*What is required*.
Lift out each line of the data that holds "short".

Natural language region descriptions
________________
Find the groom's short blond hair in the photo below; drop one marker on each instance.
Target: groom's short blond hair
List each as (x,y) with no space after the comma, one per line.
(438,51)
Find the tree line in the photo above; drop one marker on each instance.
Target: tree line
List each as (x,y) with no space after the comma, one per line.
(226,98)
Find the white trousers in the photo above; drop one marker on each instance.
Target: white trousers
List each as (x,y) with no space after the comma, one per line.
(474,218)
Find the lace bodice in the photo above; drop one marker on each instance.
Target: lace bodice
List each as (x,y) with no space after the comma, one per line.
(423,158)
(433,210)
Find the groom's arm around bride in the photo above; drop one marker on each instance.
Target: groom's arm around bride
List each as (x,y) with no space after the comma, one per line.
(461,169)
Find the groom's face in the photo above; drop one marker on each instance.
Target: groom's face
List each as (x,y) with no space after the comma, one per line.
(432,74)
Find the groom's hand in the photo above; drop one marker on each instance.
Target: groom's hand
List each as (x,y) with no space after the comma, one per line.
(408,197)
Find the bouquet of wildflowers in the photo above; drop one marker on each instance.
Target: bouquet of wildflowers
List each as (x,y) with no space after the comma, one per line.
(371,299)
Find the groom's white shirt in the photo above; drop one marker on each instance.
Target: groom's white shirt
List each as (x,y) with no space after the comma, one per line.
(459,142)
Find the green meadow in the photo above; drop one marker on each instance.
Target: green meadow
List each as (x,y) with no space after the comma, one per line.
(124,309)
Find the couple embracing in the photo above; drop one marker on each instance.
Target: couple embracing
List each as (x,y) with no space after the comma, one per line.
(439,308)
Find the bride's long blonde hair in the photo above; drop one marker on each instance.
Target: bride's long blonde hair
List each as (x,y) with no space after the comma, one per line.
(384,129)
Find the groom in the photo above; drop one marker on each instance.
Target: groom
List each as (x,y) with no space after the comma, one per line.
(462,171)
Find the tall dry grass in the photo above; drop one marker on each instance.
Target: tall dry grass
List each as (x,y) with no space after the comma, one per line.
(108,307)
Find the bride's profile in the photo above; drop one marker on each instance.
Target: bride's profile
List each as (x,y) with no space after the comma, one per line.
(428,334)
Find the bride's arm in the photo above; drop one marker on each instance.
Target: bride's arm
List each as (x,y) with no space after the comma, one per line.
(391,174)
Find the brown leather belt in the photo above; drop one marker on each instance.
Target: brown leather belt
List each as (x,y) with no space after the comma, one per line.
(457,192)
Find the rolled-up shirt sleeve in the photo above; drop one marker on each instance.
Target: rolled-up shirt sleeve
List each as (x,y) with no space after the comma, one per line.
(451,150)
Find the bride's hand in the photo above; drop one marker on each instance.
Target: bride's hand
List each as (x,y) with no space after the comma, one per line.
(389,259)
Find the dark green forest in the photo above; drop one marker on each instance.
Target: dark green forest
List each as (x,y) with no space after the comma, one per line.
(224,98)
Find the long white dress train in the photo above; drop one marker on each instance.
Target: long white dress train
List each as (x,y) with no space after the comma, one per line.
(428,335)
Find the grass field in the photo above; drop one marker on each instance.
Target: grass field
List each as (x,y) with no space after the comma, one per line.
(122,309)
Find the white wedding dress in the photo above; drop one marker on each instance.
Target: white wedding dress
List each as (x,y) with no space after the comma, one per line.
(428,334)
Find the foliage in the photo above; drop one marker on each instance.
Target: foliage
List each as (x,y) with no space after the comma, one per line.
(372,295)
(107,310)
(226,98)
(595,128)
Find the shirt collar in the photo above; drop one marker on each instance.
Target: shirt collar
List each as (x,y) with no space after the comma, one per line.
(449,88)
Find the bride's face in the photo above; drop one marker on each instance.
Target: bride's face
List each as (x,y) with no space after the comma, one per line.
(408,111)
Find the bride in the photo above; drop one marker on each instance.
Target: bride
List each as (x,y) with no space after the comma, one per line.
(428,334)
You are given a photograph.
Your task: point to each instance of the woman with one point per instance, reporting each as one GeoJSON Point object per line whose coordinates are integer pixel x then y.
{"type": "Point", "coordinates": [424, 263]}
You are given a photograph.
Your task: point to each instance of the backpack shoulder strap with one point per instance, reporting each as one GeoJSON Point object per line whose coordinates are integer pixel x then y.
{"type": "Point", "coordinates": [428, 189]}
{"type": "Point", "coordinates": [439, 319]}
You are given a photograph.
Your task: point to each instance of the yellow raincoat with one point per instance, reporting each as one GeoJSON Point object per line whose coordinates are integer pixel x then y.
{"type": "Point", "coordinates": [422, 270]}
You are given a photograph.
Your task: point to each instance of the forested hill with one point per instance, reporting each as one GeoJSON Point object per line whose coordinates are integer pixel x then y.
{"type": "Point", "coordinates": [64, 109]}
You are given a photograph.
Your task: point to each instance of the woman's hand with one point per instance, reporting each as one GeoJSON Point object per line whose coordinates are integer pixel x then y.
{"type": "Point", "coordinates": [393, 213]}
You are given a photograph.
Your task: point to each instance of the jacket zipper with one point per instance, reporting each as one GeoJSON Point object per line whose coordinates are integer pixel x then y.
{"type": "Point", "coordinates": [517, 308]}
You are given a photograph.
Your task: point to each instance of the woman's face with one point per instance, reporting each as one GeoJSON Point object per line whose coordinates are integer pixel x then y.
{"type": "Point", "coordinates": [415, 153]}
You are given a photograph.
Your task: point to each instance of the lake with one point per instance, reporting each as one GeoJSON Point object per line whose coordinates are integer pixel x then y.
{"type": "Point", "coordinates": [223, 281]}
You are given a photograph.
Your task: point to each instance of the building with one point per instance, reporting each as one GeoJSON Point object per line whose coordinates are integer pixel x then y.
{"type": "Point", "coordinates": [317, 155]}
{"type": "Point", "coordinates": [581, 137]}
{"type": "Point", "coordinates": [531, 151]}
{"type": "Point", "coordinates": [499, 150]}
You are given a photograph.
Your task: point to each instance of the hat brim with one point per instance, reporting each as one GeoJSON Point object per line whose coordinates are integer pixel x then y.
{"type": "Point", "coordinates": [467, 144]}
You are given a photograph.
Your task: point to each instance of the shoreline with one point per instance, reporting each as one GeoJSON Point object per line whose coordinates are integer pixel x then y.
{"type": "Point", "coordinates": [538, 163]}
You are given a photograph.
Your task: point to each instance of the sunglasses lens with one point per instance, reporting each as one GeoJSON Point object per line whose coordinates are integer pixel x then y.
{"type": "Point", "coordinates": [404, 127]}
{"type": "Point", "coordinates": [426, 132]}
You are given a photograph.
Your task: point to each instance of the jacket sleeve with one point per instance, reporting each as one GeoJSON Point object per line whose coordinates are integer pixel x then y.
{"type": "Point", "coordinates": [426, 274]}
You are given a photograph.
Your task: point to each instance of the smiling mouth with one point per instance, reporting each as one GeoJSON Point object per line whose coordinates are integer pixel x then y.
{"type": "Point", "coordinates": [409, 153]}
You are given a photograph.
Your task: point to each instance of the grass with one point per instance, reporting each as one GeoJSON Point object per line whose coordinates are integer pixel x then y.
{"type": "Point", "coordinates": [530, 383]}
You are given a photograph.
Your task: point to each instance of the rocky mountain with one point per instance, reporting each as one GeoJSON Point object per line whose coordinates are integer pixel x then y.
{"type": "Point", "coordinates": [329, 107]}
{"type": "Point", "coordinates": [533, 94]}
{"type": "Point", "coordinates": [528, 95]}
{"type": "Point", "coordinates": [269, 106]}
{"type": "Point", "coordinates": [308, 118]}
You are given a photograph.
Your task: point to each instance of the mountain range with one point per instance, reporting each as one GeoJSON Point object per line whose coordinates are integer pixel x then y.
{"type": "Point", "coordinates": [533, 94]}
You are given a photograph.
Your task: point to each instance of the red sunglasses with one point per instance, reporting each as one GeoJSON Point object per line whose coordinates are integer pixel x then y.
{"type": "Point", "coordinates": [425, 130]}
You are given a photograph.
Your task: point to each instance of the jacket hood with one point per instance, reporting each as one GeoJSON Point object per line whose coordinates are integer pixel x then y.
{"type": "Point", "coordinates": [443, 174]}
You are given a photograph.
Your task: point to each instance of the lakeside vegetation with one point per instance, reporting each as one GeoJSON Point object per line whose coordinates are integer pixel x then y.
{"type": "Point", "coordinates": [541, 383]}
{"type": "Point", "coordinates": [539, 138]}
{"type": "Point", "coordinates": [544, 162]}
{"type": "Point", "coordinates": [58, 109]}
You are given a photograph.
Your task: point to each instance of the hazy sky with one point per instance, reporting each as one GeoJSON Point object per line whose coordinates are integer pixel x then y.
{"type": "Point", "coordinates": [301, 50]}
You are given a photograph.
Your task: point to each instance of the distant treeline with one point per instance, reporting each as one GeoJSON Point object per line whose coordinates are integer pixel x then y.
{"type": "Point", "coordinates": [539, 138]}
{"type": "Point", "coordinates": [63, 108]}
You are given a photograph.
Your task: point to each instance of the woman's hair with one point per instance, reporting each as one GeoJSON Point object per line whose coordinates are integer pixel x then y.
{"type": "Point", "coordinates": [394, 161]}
________________
*Task answer*.
Find the groom's short blond hair in the photo below; drop one marker on each instance.
Target: groom's short blond hair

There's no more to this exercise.